## Start

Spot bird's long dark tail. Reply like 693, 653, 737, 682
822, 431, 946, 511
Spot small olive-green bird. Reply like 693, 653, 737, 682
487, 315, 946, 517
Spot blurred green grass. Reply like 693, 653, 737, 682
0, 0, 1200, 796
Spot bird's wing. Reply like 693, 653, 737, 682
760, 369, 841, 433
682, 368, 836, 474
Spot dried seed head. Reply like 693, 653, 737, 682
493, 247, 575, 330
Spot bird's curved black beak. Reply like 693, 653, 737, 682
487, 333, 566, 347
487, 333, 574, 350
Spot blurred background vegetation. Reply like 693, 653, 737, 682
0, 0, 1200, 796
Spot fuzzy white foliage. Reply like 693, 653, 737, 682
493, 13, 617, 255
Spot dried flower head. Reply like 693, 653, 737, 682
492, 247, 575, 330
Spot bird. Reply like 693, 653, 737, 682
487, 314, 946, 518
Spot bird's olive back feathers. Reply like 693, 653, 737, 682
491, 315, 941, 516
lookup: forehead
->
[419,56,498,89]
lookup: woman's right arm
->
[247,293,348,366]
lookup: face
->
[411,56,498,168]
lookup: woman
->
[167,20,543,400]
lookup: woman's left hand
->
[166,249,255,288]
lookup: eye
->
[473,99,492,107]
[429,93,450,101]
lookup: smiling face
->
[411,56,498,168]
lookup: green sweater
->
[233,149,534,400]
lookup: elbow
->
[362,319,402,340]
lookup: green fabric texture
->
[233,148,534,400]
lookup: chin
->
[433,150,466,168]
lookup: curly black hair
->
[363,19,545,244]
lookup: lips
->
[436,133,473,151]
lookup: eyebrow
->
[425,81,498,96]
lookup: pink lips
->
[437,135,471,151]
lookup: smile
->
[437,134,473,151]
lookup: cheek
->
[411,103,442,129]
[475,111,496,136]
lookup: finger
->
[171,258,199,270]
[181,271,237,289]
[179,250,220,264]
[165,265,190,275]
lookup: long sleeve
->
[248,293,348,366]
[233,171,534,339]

## End

● **WHAT YOU NEED TO DO**
Please switch every "Spot" to "Locate" throughout the entries above, keeping everything else unchanged.

● **THE ANSWER**
Locate bird's long dark tail. Reply like 693, 653, 737, 682
822, 431, 946, 511
Locate small olive-green bird. Reply like 693, 653, 737, 682
487, 315, 946, 517
Locate blurred green grass. Reply like 693, 653, 737, 682
0, 0, 1200, 796
Locate bird's wing. Reply like 693, 653, 737, 682
760, 369, 841, 433
682, 368, 836, 474
Locate dried seed head. Reply like 693, 653, 737, 682
493, 247, 575, 330
Locate bird's curved black beak. Reply like 693, 653, 737, 682
487, 333, 566, 347
487, 333, 574, 350
Locate blurred background vegetation. Reply like 693, 653, 737, 682
0, 0, 1200, 796
Locate fuzzy white foliage. Reply like 693, 653, 737, 682
493, 13, 617, 255
Locate dried flower head. Reply like 693, 653, 737, 682
492, 247, 575, 330
Locate bird. Reply like 693, 653, 737, 682
487, 314, 946, 518
Locate bird's olive back feathers. Reply like 693, 653, 737, 682
491, 315, 941, 516
lookup: forehead
->
[419,56,498,89]
lookup: woman's right arm
->
[247,293,348,366]
lookup: face
->
[411,56,498,168]
lookup: woman
->
[167,20,543,400]
lookup: woman's left hand
->
[166,249,255,288]
lookup: eye
->
[473,99,492,107]
[429,93,450,101]
lookup: smiling face
->
[411,56,498,168]
lookup: green sweater
->
[233,149,534,400]
lookup: elbow
->
[362,319,402,340]
lookup: green fabric texture
->
[233,148,534,400]
lookup: chin
->
[433,150,466,168]
lookup: curly black hair
->
[363,19,545,244]
lookup: lips
->
[436,133,473,151]
lookup: eyebrow
->
[425,81,498,96]
lookup: pink lips
->
[437,135,471,151]
lookup: smile
->
[437,134,473,151]
lookup: cheek
->
[411,103,442,129]
[475,111,496,136]
lookup: finger
->
[171,258,199,270]
[181,271,237,289]
[179,250,220,264]
[165,265,190,275]
lookup: long sleeve
->
[248,293,348,366]
[233,171,534,339]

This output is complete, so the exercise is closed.